# Written exercise
Report every line of the data below that contains the string "shaded", copying each such line in full.

# Given records
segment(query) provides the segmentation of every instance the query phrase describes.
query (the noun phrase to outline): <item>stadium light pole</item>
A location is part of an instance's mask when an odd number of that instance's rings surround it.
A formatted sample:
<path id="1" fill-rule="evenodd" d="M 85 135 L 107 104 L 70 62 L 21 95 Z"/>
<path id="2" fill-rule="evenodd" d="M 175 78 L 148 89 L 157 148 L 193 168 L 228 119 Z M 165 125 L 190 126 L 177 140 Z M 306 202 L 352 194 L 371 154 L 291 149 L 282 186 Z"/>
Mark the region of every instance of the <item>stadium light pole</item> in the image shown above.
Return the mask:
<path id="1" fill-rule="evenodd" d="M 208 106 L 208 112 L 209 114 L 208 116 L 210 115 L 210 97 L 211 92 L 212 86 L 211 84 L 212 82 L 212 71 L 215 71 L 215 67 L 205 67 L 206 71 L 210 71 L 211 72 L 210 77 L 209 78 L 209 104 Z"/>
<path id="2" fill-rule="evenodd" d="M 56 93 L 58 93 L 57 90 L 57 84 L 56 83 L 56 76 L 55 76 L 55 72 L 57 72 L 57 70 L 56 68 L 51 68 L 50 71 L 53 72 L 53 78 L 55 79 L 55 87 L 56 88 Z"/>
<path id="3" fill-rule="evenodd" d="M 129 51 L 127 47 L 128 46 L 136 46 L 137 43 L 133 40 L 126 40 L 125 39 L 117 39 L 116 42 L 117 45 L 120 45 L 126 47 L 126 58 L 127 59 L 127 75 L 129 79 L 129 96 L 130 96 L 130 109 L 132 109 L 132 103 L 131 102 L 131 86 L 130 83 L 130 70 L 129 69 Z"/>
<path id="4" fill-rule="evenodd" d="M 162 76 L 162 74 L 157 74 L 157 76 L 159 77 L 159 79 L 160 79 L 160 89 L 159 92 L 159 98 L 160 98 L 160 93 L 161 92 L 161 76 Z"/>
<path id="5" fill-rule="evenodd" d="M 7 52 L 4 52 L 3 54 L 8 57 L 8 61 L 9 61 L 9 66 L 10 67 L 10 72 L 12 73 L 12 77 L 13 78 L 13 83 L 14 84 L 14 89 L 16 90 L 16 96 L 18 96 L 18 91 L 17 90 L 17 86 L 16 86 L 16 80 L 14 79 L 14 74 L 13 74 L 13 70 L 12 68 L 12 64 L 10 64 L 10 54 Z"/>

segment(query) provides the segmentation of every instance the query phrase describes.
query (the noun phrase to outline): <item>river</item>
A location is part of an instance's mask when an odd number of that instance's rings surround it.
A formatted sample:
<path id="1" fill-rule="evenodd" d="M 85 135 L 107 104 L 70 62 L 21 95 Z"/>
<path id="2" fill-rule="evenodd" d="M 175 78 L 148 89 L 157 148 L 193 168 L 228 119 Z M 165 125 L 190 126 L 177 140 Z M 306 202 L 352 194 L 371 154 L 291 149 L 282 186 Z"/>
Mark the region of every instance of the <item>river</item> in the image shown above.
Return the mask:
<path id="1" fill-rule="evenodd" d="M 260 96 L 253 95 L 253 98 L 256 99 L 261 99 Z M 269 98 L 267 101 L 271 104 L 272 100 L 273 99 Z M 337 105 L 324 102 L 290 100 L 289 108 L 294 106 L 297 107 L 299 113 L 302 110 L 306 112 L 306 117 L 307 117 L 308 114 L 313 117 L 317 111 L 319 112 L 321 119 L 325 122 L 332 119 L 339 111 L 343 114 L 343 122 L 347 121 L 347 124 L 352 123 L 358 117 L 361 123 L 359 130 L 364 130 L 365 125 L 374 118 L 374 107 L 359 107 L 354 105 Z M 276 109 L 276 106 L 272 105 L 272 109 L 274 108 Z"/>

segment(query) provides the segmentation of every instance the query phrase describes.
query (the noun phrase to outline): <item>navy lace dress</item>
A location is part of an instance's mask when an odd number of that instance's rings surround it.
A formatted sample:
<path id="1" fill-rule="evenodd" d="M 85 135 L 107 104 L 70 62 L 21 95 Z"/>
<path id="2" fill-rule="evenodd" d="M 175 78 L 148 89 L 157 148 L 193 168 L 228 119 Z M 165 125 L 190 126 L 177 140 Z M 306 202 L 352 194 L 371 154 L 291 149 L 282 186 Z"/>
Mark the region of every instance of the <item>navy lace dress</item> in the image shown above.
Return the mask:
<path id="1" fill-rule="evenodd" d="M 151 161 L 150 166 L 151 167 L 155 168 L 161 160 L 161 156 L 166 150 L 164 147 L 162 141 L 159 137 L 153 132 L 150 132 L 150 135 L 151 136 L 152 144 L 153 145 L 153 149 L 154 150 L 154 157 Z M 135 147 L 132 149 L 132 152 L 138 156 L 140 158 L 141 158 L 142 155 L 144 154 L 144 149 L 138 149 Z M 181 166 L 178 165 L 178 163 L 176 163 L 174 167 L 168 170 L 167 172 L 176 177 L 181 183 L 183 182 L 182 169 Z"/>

---

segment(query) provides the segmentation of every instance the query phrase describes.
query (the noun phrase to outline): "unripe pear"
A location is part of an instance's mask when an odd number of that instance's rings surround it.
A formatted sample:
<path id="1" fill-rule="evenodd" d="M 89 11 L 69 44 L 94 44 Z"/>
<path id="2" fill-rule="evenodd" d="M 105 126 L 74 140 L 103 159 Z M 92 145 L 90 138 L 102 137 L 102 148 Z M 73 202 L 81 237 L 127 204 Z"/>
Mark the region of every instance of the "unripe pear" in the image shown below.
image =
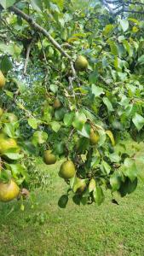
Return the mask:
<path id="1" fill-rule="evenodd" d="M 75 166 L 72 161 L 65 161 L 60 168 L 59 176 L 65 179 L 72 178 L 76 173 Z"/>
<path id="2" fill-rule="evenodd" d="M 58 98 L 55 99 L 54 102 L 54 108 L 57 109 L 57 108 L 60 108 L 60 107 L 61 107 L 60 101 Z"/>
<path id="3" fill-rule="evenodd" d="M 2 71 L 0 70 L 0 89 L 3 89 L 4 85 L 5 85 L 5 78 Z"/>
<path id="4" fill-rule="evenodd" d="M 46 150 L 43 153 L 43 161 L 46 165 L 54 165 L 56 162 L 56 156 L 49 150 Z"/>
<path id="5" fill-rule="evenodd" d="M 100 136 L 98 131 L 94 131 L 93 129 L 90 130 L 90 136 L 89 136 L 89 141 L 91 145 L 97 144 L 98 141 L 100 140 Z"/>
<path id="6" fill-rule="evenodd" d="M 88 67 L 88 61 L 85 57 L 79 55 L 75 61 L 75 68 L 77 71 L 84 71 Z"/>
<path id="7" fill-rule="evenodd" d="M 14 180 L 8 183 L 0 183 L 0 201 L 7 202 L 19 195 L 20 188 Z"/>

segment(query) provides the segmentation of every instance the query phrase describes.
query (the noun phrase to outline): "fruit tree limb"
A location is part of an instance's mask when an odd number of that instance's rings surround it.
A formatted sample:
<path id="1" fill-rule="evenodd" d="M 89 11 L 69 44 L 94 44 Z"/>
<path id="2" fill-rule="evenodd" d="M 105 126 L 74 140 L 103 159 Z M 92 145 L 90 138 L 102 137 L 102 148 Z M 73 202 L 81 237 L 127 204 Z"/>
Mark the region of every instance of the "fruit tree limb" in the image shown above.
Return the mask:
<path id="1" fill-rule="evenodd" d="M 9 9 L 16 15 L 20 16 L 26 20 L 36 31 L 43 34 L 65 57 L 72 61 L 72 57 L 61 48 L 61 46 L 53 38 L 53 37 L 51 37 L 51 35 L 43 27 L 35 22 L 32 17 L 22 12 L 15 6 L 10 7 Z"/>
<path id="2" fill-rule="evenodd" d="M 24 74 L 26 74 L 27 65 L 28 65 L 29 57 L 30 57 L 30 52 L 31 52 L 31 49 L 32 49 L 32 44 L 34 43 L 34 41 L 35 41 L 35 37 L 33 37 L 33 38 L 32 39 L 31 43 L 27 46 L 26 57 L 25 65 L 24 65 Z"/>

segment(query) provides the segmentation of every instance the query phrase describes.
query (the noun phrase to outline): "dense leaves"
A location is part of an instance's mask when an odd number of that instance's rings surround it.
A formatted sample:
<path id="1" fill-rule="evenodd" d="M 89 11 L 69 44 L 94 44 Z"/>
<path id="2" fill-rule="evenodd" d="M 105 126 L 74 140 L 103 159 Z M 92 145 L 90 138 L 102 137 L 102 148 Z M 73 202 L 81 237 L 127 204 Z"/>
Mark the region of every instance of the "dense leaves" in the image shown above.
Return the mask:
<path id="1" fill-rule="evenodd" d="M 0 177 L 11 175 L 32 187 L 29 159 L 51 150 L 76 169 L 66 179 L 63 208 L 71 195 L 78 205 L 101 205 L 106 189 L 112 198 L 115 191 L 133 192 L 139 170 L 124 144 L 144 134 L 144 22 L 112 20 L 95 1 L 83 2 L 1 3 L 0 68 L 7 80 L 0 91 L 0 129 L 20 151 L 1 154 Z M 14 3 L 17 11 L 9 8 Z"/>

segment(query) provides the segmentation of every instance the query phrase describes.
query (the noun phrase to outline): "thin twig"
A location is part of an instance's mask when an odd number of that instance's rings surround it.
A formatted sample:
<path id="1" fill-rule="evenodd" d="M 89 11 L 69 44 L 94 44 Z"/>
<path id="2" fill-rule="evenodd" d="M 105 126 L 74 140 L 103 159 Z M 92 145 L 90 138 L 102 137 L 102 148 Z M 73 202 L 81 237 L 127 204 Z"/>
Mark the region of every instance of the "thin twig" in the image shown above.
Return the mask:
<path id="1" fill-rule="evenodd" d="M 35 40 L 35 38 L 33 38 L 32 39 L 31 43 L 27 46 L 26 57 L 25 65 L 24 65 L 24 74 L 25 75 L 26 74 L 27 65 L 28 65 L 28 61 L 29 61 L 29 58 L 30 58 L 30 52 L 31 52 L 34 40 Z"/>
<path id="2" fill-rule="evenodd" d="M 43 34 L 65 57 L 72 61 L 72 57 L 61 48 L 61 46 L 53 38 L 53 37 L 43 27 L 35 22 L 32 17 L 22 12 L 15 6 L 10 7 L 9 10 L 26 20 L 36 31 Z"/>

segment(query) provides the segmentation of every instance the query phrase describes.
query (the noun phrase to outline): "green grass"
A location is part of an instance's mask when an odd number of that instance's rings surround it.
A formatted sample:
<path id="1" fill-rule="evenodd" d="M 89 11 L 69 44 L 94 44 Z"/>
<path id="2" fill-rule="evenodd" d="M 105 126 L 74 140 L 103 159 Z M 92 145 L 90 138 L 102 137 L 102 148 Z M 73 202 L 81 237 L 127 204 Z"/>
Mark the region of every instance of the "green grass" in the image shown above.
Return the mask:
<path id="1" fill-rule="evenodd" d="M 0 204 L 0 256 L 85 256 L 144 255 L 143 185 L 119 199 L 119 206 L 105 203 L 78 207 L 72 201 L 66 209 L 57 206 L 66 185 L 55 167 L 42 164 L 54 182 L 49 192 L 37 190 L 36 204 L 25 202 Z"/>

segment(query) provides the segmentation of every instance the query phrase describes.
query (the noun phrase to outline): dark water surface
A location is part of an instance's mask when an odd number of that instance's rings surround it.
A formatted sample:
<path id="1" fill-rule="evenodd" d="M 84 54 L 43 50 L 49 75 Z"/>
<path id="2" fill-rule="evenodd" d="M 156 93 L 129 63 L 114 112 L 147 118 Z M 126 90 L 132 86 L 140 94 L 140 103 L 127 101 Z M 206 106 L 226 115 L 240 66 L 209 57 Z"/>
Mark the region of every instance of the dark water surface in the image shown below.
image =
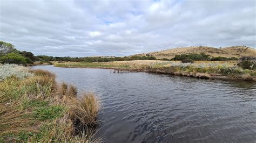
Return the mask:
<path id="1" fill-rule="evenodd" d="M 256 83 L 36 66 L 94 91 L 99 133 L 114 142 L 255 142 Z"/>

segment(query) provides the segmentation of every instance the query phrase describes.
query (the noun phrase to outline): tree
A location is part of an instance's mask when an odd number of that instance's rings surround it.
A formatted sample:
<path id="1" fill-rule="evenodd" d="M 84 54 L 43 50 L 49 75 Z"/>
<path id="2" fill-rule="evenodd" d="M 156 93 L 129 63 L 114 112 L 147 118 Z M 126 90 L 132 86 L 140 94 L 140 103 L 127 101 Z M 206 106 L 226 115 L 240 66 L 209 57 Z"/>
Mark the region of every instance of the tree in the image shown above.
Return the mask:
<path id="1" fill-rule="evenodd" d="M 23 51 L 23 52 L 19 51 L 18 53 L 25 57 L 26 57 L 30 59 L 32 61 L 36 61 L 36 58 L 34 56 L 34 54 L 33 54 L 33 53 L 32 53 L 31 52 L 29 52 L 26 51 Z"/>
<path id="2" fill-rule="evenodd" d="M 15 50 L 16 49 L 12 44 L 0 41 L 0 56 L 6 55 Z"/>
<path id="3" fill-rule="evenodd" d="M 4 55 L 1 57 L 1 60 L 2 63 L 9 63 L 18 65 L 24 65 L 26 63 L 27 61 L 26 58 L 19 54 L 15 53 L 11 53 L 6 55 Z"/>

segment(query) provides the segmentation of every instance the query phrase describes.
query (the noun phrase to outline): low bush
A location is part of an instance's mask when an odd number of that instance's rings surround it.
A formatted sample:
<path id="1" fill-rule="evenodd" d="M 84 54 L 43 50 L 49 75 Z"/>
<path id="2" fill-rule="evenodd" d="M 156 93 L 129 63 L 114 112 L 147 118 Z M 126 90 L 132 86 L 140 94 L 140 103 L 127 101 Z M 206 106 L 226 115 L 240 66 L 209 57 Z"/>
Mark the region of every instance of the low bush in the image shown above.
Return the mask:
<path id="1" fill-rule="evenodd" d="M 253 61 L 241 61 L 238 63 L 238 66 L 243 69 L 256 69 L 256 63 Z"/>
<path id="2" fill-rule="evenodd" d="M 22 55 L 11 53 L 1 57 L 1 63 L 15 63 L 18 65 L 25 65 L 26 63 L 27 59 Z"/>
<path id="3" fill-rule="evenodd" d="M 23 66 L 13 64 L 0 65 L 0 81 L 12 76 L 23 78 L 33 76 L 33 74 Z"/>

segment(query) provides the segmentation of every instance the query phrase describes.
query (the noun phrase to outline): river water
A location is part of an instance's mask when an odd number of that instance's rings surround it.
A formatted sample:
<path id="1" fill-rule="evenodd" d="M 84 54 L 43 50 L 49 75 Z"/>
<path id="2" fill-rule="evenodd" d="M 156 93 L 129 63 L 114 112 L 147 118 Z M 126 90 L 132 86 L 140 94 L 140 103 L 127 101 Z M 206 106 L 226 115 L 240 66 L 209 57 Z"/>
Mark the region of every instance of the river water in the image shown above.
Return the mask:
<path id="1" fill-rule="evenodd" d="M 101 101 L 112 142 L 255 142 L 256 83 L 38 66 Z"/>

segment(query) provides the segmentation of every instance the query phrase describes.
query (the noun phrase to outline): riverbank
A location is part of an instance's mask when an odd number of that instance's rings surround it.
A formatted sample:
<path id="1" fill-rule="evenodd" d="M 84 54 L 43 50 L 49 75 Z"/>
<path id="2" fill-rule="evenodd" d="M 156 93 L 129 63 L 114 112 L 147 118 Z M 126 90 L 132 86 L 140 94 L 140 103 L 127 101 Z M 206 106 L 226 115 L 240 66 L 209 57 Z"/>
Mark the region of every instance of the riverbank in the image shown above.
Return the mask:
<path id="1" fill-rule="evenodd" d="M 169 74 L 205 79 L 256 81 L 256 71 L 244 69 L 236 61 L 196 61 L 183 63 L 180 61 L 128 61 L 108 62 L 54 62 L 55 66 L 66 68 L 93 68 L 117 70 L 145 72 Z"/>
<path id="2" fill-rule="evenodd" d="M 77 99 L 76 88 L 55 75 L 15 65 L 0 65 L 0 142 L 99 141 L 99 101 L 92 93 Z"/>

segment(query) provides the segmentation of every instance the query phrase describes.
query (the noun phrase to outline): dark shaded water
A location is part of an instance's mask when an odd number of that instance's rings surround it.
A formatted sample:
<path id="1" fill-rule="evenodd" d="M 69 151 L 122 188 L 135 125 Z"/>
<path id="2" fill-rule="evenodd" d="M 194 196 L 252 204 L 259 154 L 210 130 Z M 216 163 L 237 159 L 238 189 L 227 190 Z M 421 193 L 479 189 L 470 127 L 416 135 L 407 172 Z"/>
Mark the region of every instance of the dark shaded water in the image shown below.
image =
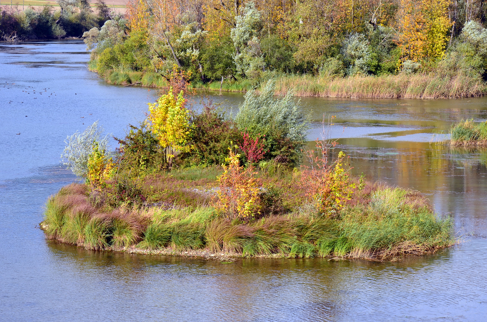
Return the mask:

# Expected answer
query (the noun phrase to outline): dark shaded water
Mark the region of every instance of the dark shaded water in the image shown below.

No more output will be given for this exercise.